SET EXERCISE — Reproduce the data below, starting at the line containing "Could you please tag every instance of the wooden plank" and stopping after the line containing "(1014, 231)", with every line of text kept as is. Shift each coordinate by adding 14 to both of its numbers.

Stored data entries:

* * *

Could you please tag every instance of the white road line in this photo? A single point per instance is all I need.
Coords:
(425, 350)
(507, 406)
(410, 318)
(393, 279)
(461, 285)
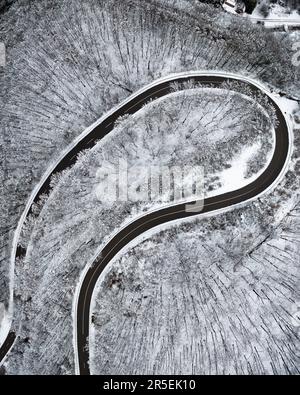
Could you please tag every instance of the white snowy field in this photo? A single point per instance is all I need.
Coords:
(200, 126)
(277, 10)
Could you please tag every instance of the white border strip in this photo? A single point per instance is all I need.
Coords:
(157, 82)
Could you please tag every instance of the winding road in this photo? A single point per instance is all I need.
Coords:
(153, 219)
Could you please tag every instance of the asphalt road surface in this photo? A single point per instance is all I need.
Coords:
(153, 219)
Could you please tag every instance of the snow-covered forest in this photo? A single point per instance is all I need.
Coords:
(192, 126)
(67, 63)
(66, 66)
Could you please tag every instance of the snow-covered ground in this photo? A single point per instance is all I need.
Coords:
(55, 85)
(275, 13)
(200, 299)
(203, 126)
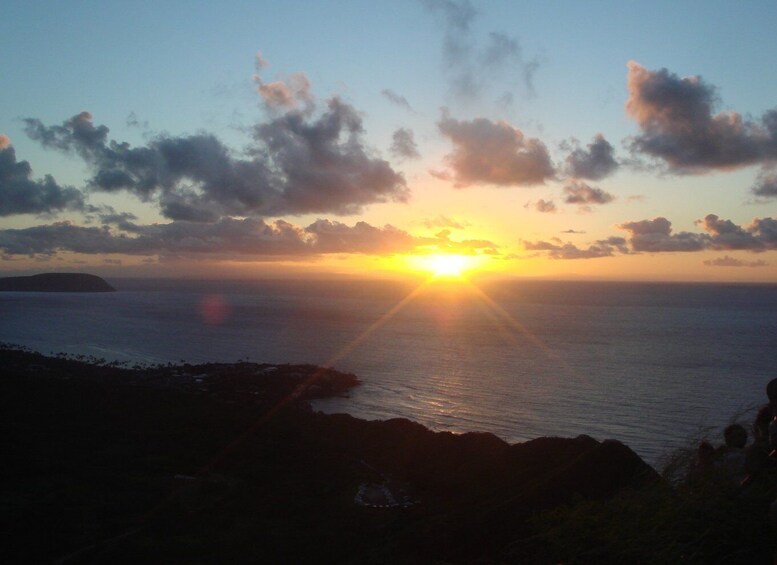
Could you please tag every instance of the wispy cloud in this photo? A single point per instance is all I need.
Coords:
(473, 66)
(679, 128)
(298, 163)
(403, 144)
(21, 194)
(487, 152)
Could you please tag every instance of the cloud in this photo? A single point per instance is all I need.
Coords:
(678, 126)
(766, 184)
(292, 93)
(725, 234)
(297, 164)
(545, 206)
(403, 145)
(336, 237)
(226, 238)
(487, 152)
(580, 193)
(593, 163)
(727, 261)
(397, 99)
(20, 194)
(655, 236)
(568, 251)
(474, 68)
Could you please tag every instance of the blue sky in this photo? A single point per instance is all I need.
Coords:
(175, 69)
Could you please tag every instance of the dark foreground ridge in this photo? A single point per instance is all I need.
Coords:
(226, 463)
(56, 282)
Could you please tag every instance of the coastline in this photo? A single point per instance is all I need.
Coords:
(230, 462)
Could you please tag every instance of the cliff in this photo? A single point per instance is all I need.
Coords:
(227, 463)
(56, 282)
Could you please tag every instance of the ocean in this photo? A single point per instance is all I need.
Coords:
(657, 366)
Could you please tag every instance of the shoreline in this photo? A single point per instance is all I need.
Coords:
(240, 469)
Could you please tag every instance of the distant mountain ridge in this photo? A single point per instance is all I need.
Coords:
(56, 282)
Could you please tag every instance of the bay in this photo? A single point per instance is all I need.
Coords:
(657, 366)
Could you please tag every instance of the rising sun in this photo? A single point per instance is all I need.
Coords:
(446, 265)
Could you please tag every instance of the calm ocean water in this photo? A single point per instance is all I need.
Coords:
(653, 365)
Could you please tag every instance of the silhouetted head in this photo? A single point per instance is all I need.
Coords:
(761, 423)
(706, 453)
(735, 436)
(771, 391)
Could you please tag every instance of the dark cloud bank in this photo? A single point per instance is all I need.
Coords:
(679, 127)
(657, 236)
(250, 238)
(20, 194)
(297, 165)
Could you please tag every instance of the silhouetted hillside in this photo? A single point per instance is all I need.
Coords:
(56, 282)
(218, 463)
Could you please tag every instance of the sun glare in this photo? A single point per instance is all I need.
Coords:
(447, 266)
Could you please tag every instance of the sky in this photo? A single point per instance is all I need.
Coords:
(560, 140)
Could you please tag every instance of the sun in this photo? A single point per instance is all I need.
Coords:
(446, 265)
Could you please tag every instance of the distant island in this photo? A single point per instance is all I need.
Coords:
(56, 282)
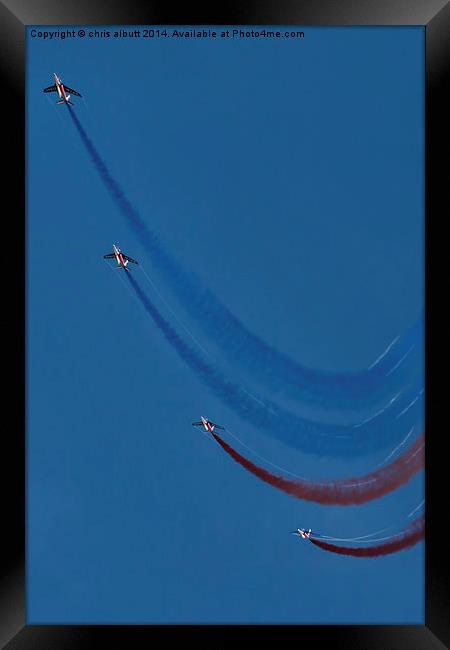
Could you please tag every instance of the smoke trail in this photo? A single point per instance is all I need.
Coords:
(265, 364)
(408, 537)
(344, 492)
(301, 434)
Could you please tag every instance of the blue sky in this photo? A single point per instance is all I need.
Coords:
(289, 176)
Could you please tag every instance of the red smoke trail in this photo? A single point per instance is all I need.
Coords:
(406, 538)
(344, 492)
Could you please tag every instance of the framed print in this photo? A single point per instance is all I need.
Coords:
(230, 269)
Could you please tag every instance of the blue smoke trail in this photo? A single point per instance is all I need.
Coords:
(299, 433)
(266, 365)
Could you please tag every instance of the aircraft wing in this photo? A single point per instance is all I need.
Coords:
(72, 91)
(130, 259)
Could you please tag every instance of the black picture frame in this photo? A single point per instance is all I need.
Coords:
(15, 16)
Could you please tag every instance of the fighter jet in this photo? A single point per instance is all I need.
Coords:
(207, 425)
(121, 259)
(62, 90)
(301, 532)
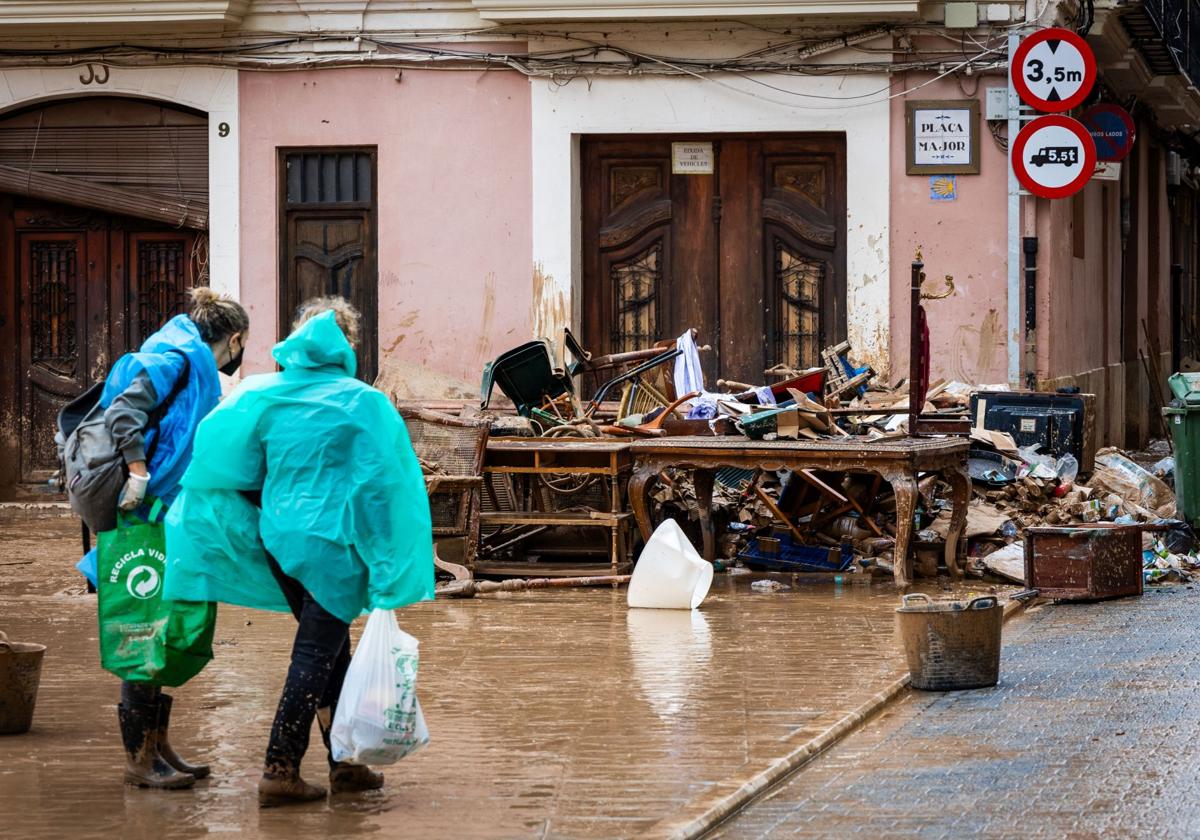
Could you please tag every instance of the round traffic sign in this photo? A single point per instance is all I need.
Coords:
(1113, 131)
(1054, 156)
(1054, 70)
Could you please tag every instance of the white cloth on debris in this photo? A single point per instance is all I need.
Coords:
(688, 375)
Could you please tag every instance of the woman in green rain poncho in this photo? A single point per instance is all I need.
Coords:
(304, 495)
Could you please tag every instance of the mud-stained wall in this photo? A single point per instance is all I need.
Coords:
(454, 210)
(965, 238)
(695, 107)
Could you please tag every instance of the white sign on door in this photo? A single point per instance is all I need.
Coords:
(691, 159)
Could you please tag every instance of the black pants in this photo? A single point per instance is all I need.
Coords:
(139, 693)
(321, 655)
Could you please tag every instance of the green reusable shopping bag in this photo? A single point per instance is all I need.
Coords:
(143, 637)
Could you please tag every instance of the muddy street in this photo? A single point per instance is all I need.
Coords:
(551, 713)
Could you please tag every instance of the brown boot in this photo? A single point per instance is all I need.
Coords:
(346, 778)
(165, 749)
(283, 786)
(144, 767)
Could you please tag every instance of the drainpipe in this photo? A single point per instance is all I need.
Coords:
(1030, 246)
(1014, 223)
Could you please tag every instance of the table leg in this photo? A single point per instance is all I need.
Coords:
(904, 485)
(640, 499)
(960, 497)
(702, 480)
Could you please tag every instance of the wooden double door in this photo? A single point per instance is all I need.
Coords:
(753, 253)
(77, 289)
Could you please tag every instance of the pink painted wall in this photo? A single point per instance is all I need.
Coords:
(965, 238)
(454, 211)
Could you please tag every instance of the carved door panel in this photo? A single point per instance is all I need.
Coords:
(751, 256)
(329, 256)
(649, 261)
(328, 237)
(161, 273)
(54, 341)
(85, 287)
(804, 250)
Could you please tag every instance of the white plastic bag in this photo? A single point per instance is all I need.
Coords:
(378, 719)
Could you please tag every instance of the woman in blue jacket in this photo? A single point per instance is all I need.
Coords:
(210, 337)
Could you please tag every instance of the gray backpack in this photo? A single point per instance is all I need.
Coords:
(91, 469)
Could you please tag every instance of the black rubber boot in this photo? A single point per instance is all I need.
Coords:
(345, 777)
(144, 767)
(165, 748)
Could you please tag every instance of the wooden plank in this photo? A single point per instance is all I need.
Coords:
(597, 517)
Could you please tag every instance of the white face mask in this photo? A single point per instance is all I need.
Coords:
(234, 363)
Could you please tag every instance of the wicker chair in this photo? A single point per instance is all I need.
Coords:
(455, 448)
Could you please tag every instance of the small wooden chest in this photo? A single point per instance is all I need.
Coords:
(1089, 563)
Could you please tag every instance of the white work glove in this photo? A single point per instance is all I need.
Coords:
(133, 492)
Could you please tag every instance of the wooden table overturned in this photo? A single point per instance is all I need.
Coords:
(898, 461)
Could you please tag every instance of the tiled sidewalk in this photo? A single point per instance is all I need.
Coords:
(1091, 733)
(552, 713)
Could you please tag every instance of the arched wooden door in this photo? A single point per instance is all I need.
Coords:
(79, 287)
(751, 255)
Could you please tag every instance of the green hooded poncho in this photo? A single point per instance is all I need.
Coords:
(345, 508)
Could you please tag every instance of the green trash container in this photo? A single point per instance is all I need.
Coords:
(1183, 417)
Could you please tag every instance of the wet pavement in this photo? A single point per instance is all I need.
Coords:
(1091, 733)
(552, 713)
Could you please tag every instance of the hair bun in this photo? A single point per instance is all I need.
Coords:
(203, 298)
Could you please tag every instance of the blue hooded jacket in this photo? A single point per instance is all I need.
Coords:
(201, 396)
(178, 427)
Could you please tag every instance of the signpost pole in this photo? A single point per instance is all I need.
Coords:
(1014, 231)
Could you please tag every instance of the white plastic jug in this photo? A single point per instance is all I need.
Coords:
(670, 574)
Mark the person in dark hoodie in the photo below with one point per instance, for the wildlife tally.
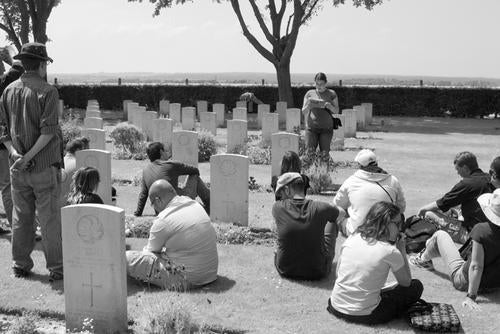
(367, 186)
(307, 231)
(12, 75)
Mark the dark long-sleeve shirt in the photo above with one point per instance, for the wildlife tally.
(162, 170)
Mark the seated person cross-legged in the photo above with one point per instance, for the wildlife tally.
(307, 231)
(162, 169)
(182, 250)
(481, 267)
(366, 258)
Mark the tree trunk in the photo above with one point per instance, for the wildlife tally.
(284, 83)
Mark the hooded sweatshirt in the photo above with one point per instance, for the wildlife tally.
(360, 191)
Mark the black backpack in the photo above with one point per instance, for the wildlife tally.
(417, 231)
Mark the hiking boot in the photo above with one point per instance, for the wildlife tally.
(417, 261)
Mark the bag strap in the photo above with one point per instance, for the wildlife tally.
(392, 201)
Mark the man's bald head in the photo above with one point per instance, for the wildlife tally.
(160, 194)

* * *

TASK OUTPUT —
Could you please tag every instance of the wooden plank in this photo? A single point per instance is all I need.
Coords:
(611, 531)
Could you please tag every instance of the white face mask in this photo? A single point per instance is all I need.
Coords:
(248, 377)
Could you please tag every instance of the wicker chair in this photo? A single point per instance is all I need.
Coords:
(469, 462)
Could you please tag every instance of the small wooden chest in this photo? A single point per instance is all I need.
Coords:
(1103, 577)
Could you please tag every instance of the white work glove in this photo? A single point per instance is all I need.
Coords:
(147, 506)
Could you please tag every instance of the wooden table overturned in this photo? A single point per instance is all I need.
Coords:
(912, 475)
Could you please tag every instance of the tiled sidewalk in this photo? A single point per instance is all I need.
Coords:
(1105, 747)
(566, 727)
Could you please tag every instance of the arched wooden door in this photo? A single point per instance is all I need.
Coords:
(93, 301)
(765, 269)
Could you please tag every instance of the green hooded poncho in this photo? A single point per instance is all I need.
Coords:
(359, 522)
Could you please tag every instance of the green trash container in this photo? A single point per instance is all I need.
Coords:
(1197, 431)
Could you please tag every instance of the wet pavement in this photo? A single point per instance is all I need.
Coords:
(1105, 747)
(566, 727)
Could you please tag every instance of the hair bun in this photo? A single point per instance is all I need.
Coords:
(217, 312)
Could you please tag every instance of the blue hooded jacket in this photo? A single point per instance is all I need.
Coords:
(215, 410)
(192, 441)
Could you please tag every instance of the signpost pole in this photo? A single point per instance is all I need.
Coords:
(1028, 245)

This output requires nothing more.